### Excerpt provided

____________

When Sally Lieber went searching for a part-time job, she wasn't thinking about hashing dorm food or shelving books at the library. She ran for -- and won -- a seat on the Mountain View city council.

Lieber, a senior majoring in political science, spent fall quarter walking precincts, brushing up on the issues and recruiting campaign volunteers. "The whole political science department was really behind me," she says, crediting associate professor Luis Fraga for special inspiration and advice. "We sat down with the campaign plan, and I asked questions like, 'Do you think this mobilizes the community or disempowers it?'"

She won election to a four-year term in November. Since then, she's been dividing time between classes, her honors thesis and the council, which she describes as "your basic 30-hour-a-week, $7,000-a-year job." So far, the members have been focusing on quality-of-life issues -- land use, affordable housing, traffic -- "in a Valley that's exploding." Lieber hopes to steer the council to youth policy, where she believes local governments can be creative because little is mandated by federal or state law.

At 37, Lieber is not your typical Stanford senior. She restored Victorian houses and attended City College of San Francisco before going to Foothill College in 1995 and then transferring to Stanford a year later. As the top vote-getter of seven council candidates, she bested even the current mayor, an incumbent and lifelong Mountain View resident. (The mayor is drawn from the ranks of the council, based on a combination of seniority and vote count.) That puts Lieber herself in line to be mayor in 2002. After that? She's considering statewide office.

____________

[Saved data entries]
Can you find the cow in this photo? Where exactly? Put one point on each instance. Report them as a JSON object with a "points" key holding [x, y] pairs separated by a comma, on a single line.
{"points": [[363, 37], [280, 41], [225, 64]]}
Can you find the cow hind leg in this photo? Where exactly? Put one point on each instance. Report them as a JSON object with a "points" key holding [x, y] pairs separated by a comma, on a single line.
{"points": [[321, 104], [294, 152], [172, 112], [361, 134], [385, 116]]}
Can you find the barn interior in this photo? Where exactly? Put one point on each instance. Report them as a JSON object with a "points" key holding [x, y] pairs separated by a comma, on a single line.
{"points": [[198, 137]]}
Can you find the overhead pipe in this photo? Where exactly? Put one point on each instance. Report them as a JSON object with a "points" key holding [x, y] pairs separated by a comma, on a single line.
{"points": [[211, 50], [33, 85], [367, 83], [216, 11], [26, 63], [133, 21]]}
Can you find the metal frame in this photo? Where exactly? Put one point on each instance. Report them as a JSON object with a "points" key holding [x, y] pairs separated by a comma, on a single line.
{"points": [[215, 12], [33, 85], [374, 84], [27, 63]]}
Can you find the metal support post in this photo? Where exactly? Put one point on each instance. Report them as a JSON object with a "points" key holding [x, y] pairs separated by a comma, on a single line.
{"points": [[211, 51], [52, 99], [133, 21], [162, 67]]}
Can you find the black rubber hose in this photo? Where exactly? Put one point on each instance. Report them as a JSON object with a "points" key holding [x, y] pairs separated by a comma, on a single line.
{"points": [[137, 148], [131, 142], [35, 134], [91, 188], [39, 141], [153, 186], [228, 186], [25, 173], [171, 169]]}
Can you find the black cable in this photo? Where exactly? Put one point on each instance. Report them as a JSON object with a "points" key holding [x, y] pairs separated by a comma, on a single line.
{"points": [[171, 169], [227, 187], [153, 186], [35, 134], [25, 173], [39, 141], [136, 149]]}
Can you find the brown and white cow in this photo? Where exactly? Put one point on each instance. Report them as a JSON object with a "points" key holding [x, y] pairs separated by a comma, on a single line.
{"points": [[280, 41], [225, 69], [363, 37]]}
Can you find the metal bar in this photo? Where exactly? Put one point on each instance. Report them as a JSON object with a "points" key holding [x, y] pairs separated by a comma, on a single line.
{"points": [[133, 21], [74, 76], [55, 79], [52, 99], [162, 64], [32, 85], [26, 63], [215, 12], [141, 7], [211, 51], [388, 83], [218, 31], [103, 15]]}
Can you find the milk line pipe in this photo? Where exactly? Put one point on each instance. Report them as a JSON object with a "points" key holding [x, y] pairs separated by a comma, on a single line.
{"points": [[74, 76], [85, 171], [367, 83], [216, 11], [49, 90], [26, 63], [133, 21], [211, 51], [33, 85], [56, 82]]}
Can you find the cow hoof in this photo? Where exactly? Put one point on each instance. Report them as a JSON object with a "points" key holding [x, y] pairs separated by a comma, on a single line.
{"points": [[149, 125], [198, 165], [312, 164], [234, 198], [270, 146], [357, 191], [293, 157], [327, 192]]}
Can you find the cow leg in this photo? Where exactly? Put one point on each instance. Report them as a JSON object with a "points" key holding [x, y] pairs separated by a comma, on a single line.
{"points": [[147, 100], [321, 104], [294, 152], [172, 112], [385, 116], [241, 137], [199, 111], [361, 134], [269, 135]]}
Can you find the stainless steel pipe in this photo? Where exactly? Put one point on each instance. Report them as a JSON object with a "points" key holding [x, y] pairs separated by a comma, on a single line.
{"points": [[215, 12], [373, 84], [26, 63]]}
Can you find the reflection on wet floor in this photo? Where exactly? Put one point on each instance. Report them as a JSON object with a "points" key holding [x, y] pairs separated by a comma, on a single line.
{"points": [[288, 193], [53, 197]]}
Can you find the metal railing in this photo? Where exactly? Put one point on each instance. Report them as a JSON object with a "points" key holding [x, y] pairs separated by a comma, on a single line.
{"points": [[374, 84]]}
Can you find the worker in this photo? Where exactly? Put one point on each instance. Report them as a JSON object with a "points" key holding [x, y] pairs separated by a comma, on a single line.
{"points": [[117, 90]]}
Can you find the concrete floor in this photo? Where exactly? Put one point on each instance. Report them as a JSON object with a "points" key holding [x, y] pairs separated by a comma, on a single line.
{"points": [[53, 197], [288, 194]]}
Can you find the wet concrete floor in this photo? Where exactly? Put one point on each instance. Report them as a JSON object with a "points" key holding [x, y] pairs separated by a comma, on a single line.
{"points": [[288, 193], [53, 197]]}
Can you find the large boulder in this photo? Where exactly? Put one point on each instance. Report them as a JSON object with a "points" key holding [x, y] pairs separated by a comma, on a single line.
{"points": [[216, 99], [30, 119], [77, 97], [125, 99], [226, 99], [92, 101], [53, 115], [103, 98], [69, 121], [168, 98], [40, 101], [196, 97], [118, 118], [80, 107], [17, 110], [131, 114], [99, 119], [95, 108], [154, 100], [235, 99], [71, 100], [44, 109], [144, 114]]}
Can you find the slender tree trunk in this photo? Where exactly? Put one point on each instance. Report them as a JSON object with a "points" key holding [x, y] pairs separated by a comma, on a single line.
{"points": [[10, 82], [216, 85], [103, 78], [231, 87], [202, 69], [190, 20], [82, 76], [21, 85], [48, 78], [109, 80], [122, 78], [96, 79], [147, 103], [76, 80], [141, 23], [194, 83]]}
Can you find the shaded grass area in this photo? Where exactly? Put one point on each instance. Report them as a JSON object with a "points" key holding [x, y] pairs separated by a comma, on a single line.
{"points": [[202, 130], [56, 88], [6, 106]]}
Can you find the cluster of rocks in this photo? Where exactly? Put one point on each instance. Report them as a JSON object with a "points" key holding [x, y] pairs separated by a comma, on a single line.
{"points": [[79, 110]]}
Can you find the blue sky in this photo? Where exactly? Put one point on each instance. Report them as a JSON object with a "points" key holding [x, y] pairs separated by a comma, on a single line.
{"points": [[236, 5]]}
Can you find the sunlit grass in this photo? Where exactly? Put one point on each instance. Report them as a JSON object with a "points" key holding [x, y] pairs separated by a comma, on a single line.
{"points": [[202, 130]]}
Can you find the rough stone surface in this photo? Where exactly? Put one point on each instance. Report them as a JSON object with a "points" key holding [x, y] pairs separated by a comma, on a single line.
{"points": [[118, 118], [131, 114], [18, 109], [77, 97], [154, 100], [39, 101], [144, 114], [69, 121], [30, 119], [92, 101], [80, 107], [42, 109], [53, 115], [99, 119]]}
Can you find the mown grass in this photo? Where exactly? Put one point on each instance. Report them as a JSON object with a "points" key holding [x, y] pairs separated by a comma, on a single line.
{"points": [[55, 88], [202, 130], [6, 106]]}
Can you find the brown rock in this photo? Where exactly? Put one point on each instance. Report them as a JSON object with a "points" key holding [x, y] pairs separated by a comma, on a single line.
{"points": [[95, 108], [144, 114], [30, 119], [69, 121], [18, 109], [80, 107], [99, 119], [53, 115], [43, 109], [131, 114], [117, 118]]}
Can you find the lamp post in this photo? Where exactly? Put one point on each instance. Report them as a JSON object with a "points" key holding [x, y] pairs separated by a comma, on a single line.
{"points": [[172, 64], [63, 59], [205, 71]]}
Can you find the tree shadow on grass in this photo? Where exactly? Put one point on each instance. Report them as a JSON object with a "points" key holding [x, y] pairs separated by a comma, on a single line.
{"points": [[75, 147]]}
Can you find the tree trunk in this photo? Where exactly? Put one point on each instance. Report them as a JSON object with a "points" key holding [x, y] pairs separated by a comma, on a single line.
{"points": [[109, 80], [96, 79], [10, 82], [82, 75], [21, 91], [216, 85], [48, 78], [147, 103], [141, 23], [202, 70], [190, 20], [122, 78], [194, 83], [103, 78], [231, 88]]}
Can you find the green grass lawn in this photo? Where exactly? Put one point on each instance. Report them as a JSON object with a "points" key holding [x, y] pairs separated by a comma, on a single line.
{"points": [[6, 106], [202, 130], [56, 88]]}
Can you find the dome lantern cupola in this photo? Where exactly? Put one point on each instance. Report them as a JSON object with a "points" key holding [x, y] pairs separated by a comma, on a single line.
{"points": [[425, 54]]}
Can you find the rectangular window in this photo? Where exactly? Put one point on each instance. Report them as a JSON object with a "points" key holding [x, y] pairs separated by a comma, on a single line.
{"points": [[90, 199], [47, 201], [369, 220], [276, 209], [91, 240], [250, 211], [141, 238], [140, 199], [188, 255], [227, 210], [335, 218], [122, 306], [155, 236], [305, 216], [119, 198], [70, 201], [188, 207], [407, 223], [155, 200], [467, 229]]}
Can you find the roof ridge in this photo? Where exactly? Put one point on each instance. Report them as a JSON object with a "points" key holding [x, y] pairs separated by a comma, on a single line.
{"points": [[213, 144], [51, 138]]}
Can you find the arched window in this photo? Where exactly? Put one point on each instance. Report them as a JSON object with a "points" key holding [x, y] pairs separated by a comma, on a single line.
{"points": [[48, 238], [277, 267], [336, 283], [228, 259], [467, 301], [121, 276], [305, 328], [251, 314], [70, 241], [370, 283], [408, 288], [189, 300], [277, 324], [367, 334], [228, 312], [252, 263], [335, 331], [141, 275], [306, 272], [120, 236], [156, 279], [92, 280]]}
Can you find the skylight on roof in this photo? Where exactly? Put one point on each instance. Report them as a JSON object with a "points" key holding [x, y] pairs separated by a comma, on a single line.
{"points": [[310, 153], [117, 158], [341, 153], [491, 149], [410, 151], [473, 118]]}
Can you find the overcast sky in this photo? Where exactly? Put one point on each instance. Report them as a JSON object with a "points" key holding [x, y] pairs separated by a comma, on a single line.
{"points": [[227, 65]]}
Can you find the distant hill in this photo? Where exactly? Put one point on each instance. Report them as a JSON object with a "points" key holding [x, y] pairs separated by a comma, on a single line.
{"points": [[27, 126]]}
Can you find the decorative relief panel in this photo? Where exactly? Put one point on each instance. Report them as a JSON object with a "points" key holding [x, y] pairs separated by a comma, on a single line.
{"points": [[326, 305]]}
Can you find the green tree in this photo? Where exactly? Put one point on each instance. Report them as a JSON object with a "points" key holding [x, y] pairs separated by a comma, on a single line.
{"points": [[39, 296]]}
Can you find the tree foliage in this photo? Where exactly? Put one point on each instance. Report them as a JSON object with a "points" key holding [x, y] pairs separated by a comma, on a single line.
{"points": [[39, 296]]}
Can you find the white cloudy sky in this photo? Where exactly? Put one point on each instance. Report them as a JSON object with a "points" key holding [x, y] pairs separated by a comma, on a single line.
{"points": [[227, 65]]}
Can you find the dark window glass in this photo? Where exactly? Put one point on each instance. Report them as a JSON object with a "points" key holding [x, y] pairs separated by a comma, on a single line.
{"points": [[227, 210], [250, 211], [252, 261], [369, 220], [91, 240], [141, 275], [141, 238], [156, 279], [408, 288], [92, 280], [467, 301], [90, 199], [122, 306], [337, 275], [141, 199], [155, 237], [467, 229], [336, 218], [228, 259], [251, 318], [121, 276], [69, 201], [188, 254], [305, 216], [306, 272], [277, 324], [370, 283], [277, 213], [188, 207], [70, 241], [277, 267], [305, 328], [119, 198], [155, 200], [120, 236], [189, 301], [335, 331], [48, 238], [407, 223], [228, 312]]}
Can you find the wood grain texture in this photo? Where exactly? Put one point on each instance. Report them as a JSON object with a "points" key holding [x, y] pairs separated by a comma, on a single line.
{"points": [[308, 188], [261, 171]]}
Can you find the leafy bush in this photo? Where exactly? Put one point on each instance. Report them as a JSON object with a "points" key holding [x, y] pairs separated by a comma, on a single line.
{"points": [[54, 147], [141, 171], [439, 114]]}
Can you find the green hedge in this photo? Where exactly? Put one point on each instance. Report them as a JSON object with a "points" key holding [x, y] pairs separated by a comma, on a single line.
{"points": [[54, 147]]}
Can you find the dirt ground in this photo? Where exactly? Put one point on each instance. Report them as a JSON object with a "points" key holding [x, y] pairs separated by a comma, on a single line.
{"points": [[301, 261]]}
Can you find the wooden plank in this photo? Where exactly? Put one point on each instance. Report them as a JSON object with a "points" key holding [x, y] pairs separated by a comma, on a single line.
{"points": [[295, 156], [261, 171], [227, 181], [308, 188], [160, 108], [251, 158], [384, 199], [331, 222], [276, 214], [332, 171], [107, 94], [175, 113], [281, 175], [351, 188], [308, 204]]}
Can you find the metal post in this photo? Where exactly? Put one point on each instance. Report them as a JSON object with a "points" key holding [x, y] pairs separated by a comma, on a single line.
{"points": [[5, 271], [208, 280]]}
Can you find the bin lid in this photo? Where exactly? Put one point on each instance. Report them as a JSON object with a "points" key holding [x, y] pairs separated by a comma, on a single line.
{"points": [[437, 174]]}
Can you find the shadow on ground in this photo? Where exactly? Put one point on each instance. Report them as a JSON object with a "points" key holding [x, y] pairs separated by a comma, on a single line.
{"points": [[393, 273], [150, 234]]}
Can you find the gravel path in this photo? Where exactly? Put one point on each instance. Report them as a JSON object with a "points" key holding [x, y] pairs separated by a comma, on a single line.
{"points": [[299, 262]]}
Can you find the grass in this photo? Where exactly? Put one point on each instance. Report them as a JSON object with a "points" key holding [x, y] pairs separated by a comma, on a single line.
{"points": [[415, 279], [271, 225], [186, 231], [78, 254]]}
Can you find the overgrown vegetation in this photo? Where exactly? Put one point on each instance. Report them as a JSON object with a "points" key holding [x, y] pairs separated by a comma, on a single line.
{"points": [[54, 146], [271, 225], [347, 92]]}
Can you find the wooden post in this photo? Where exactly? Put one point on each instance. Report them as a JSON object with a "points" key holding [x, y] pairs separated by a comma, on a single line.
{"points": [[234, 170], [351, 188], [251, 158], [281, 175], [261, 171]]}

____________

### Given task
Using the passage on Sally Lieber's city council run, decide whether each statement agrees with it: (a) Lieber won a four-year term in November; (b) Lieber went to Stanford directly from City College of San Francisco; (c) the current mayor got more votes than Lieber. Answer yes or no for each, quoting the words of the passage that decide it.

### Task output
(a) Yes: "She won election to a four-year term in November."
(b) No: "attended City College of San Francisco before going to Foothill College in 1995 and then transferring to Stanford a year later."
(c) No: "As the top vote-getter of seven council candidates, she bested even the current mayor."